[Dataset rows]
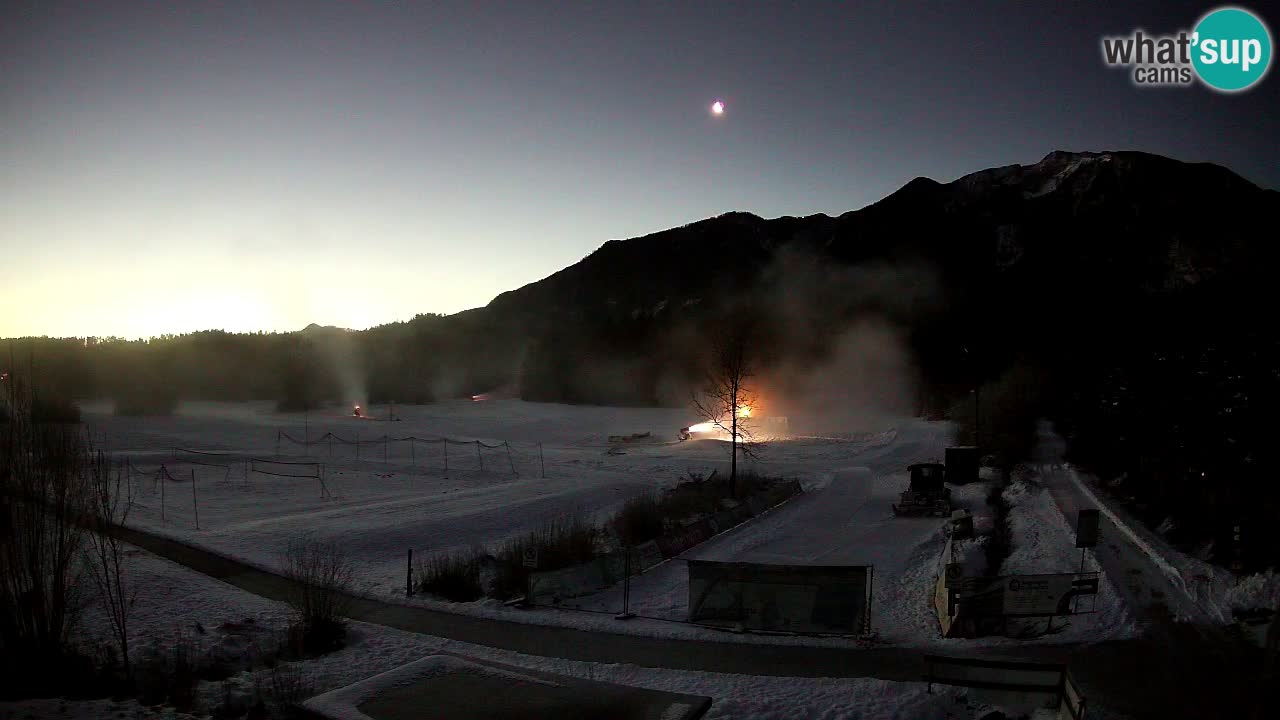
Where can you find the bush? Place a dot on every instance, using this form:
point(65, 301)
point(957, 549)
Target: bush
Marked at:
point(648, 516)
point(452, 575)
point(639, 520)
point(561, 542)
point(53, 409)
point(320, 595)
point(1001, 536)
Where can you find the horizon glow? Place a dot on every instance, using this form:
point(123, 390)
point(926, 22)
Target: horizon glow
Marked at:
point(168, 169)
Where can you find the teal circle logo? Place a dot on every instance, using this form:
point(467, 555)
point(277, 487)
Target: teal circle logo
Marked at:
point(1230, 49)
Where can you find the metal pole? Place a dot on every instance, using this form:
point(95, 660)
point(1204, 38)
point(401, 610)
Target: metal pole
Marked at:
point(626, 588)
point(195, 501)
point(871, 583)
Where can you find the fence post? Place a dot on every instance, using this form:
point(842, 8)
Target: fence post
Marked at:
point(195, 501)
point(626, 587)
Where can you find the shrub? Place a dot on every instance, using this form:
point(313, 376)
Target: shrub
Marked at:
point(639, 520)
point(648, 516)
point(1001, 536)
point(167, 675)
point(320, 593)
point(452, 575)
point(561, 542)
point(155, 401)
point(287, 688)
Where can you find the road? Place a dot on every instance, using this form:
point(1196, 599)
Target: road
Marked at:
point(1185, 662)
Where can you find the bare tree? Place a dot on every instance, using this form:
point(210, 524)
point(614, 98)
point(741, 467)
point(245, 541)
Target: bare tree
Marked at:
point(41, 536)
point(108, 510)
point(727, 396)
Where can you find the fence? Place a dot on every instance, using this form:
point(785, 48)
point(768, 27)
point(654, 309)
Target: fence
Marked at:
point(291, 469)
point(1045, 684)
point(385, 441)
point(970, 606)
point(795, 598)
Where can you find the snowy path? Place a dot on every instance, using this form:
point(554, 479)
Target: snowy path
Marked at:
point(848, 520)
point(571, 643)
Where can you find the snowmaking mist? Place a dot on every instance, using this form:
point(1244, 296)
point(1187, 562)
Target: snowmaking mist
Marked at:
point(839, 360)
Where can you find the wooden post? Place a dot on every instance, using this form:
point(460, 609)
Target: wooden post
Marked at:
point(195, 500)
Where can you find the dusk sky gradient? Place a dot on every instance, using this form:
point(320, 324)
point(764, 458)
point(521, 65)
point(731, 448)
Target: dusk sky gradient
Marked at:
point(264, 165)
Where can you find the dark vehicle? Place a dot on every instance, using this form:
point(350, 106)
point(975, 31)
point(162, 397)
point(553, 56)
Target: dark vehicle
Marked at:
point(927, 496)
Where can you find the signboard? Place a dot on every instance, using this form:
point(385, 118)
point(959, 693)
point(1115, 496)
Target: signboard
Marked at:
point(954, 574)
point(1041, 678)
point(780, 597)
point(1038, 595)
point(649, 555)
point(1087, 528)
point(570, 582)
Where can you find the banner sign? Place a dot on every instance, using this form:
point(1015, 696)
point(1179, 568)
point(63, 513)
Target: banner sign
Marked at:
point(1087, 528)
point(795, 598)
point(1015, 596)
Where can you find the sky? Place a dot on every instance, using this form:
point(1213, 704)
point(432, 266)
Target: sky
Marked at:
point(173, 167)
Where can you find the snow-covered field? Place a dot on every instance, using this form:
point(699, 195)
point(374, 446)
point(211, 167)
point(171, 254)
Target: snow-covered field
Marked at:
point(394, 497)
point(378, 509)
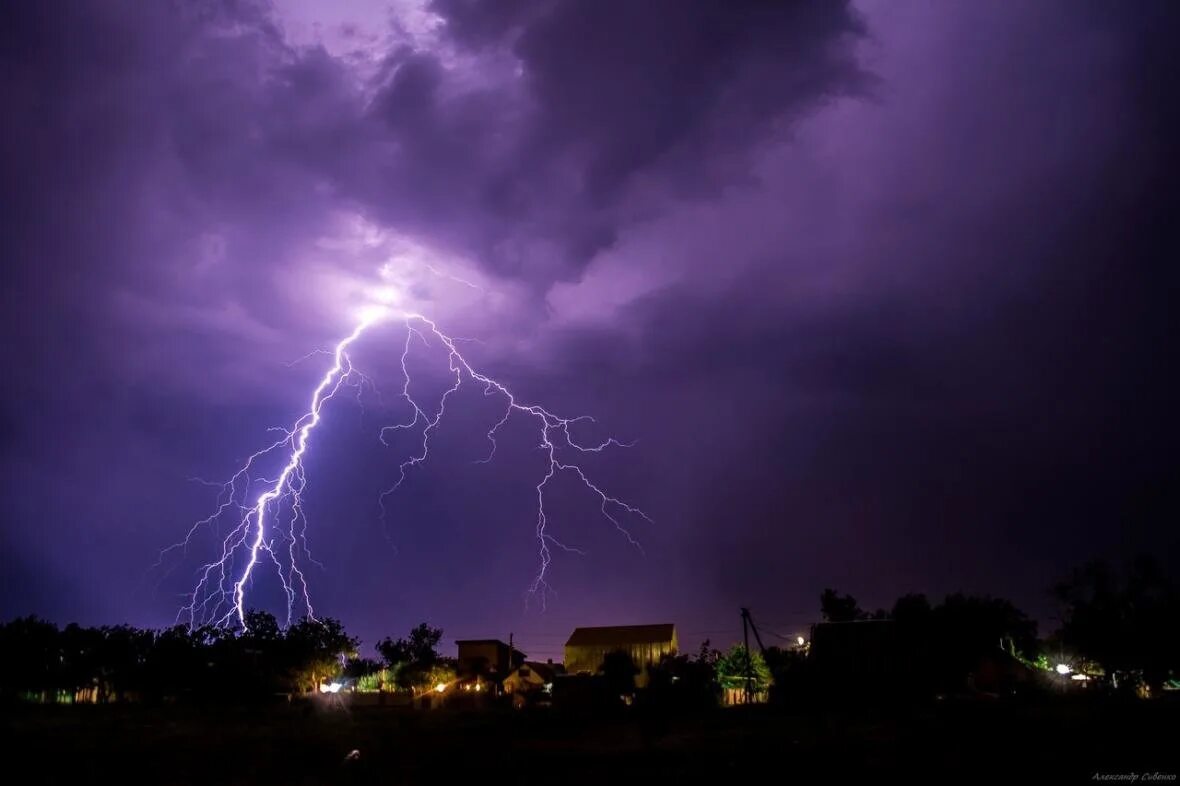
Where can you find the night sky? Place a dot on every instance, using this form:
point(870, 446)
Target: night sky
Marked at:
point(883, 293)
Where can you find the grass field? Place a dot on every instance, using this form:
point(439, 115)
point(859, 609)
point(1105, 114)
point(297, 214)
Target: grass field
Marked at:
point(1062, 741)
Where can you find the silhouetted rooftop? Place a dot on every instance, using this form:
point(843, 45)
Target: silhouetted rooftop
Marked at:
point(621, 635)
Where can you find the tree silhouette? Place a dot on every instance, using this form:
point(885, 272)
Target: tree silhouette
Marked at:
point(839, 608)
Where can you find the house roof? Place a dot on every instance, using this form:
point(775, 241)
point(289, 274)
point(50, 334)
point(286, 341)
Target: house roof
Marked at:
point(546, 672)
point(622, 635)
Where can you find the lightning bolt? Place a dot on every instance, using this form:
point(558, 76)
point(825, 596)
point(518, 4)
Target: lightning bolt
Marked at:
point(270, 526)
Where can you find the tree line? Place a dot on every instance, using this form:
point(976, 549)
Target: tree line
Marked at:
point(1118, 626)
point(259, 661)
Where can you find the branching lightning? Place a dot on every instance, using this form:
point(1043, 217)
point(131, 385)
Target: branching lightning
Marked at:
point(269, 526)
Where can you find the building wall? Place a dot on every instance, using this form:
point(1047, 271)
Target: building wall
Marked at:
point(588, 659)
point(495, 655)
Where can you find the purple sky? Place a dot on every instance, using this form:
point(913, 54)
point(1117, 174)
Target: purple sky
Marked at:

[Problem details] Copy every entry above word for word, and leave out the pictures.

[Finished exercise]
Where can you find the bush? Place a dot on every instance, using this form:
point(65, 301)
point(957, 549)
Target: bush
Marked at:
point(648, 516)
point(452, 575)
point(639, 520)
point(561, 542)
point(53, 409)
point(320, 595)
point(1001, 536)
Where can you find the horizon glow? Place a dot on every instance, using this form:
point(123, 390)
point(926, 22)
Target: horizon glow
Marked at:
point(168, 169)
Where can you find the teal circle logo? Place a dot on every instance, using this form:
point(467, 555)
point(277, 487)
Target: teal circle logo
Marked at:
point(1230, 49)
Where can you find the metal pole? Place a dot on every instance, using this form:
point(95, 660)
point(1204, 38)
point(401, 610)
Target: metal pole
Marked at:
point(626, 588)
point(195, 501)
point(871, 583)
Where can you find the fence post? Place a dot on every instance, using this form:
point(842, 8)
Target: fence post
Marked at:
point(195, 501)
point(626, 587)
Where can you find the shrub? Place a dot on every instance, using this form:
point(313, 376)
Target: shrub
Marked at:
point(639, 520)
point(648, 516)
point(1001, 536)
point(167, 675)
point(320, 593)
point(452, 575)
point(561, 542)
point(155, 401)
point(287, 688)
Where can you find the road? Place a dot on every instance, using this form:
point(1196, 599)
Target: road
Marked at:
point(1185, 662)
Where can you find the bare tree? Place a dot on every instance, using this form:
point(210, 524)
point(614, 98)
point(741, 467)
point(245, 541)
Target: bare tree
Marked at:
point(41, 536)
point(108, 510)
point(727, 396)
Where can you find the fence? Place a dot on every instance, using this form:
point(785, 48)
point(768, 27)
point(654, 309)
Target: fence
Marked at:
point(291, 469)
point(1045, 684)
point(385, 441)
point(970, 606)
point(795, 598)
Where can you find the snowy path? Place a dot on every instance, using this form:
point(554, 479)
Target: snowy path
Marked at:
point(848, 520)
point(571, 643)
Where can you find the snowmaking mist? Place a dot on every instance, using this form:
point(1244, 296)
point(1187, 562)
Target: snowmaking mist
Marked at:
point(839, 360)
Where can you find the wooden post? Place a dot on every instance, using this form:
point(460, 609)
Target: wooden post
Marked at:
point(195, 500)
Where can you find the dusk sky gradient? Place a dot on every instance, using this form:
point(320, 324)
point(764, 458)
point(521, 65)
point(731, 448)
Target: dusk sky gradient
Marked at:
point(264, 165)
Where can you find the dark vehicle? Place a dot on every instance, using this form:
point(350, 106)
point(975, 31)
point(162, 397)
point(553, 56)
Target: dark vehicle
Marked at:
point(927, 496)
Where can you find the signboard? Place a dot on every instance, using this form:
point(385, 118)
point(959, 693)
point(1115, 496)
Target: signboard
Marked at:
point(954, 574)
point(1041, 678)
point(780, 597)
point(1038, 595)
point(649, 555)
point(1087, 528)
point(570, 582)
Where can you find the banner sign? Place a dot on every instance, using this form:
point(1015, 696)
point(1179, 568)
point(63, 513)
Target: banner sign
Marked at:
point(1087, 528)
point(795, 598)
point(1015, 596)
Where can you find the sky? Place a dot on every instance, using this form:
point(1213, 704)
point(432, 266)
Target: sky
Marked at:
point(173, 167)
Where can you find the snow-covered field? Place a dot on every instance, using this form:
point(699, 195)
point(374, 446)
point(211, 167)
point(171, 254)
Target: snow-covered field
Marked at:
point(394, 497)
point(378, 509)
Where can you find the night sky? Place a dot on every instance, using this form:
point(870, 446)
Target: night sky
Marked at:
point(883, 293)
Where can you find the grass field? Place a dot on every instance, using this form:
point(439, 115)
point(859, 609)
point(1105, 114)
point(297, 214)
Target: grass field
Marked at:
point(1062, 741)
Where can you find the silhouetted rooftop? Place a dot on every instance, using this form:
point(843, 45)
Target: silhouetted rooftop
Marked at:
point(621, 635)
Where can you find the tree silhouette? Place a dot on every instance, using this form:
point(885, 272)
Target: tree silhouette
Marked at:
point(839, 608)
Where can you find the house roof? Place a dot on every instance, using this form:
point(775, 241)
point(289, 274)
point(50, 334)
point(286, 341)
Target: house roof
Marked at:
point(546, 672)
point(622, 635)
Where can you find the lightning bolt? Place a dot on every instance, using this form:
point(558, 76)
point(825, 596)
point(518, 4)
Target: lightning bolt
Marked at:
point(270, 526)
Where can you find the tree line? Place a dot on every instance, using this form:
point(976, 549)
Target: tree line
Marked at:
point(1118, 626)
point(259, 661)
Where can you find the branching lightning? Place a dot on every instance, using this form:
point(1043, 217)
point(131, 385)
Target: branching lightning
Marked at:
point(269, 526)
Where can you find the building wall? Place a dot on every instance, using this form:
point(1047, 271)
Target: building wall
Marked at:
point(588, 659)
point(495, 655)
Where can you find the purple sky? Place a dot on every instance, using this form:
point(913, 54)
point(1117, 174)
Target: purple sky
Marked at:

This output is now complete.